[Do this] In the wishes discussion below, turn the paragraph that begins "For a third wish" into a short list of the options it considers and the verdict on each.

[Page]
↓↓↓
My standard answer is the same as it is for the “What super power would you want if you could have it?”
Flying would be very very cool, there is no denying that. As would super strength or speed or elasticity. Invisibility would be also be very very cool, mostly because I’m just a big kid and I don’t think I’d ever get bored of women’s locker rooms.
But my choice would have to be telepathy. I don’t mean wimpy read surface thoughts telepathy, I mean Professor X level mental domination. Implant false memories/images, speak to people across the globe, delve into the maze of someone’s mind.
Would I use it for good, or for evil? Who knows?
Number two I guess would be the abillity to fly, just because that’s got to be the most amazing feeling.
You can keep number 3, I can get anything I could ever want with the first two.
By that logic, winning the lottery will make you feel like a failure. I don’t think that follows.
I think I’d be perfectly fine with unlimited wealth; I’d never have to worry about where my next meal was coming from. But, there’s a chance that I’d just sit around posting on the Dope all day, so I’d also wish for healthy immortality, which would mean that I could waste any amount of time I chose and it wouldn’t matter.
For a third wish, it might be good to wish for something non-selfish, but there are already a lot of good things I could do with my untold wealth. Mind control would certainly be useful, but I know I’d eventually become an evil monster, so that’s no good. Wishing for people to actually care about the environment would be nice, but if that got out of hand I might not be able to get a grilled rib eye anymore. Time travel would be handy, but could be dangerous to the timeline. Maybe I’d just wish to be able to know anything by concentrating on it. If nothing else, it’d allow me to figure out which women were worth asking to dance.
Except that if what you are wishing for wealth for is to be happy, you should just plain WISH to be happy.
↑↑↑
[Dataset excerpt]
↓↓↓
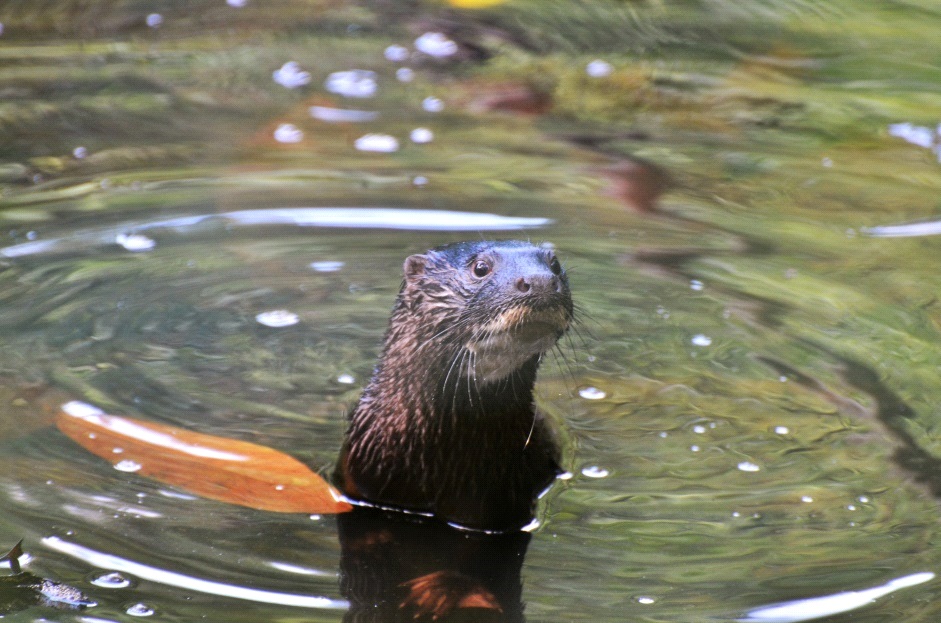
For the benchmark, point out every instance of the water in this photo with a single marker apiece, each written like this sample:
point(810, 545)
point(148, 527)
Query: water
↑↑↑
[Result for this task]
- Something non-selfish: possibly unneeded, since untold wealth already allows many good things.
- Mind control: useful, but would eventually turn the speaker into an evil monster.
- People actually caring about the environment: nice, but if it got out of hand, grilled rib eye might no longer be available.
- Time travel: handy, but could be dangerous to the timeline.
- Knowing anything by concentrating on it: the likely pick, if only to figure out which women were worth asking to dance.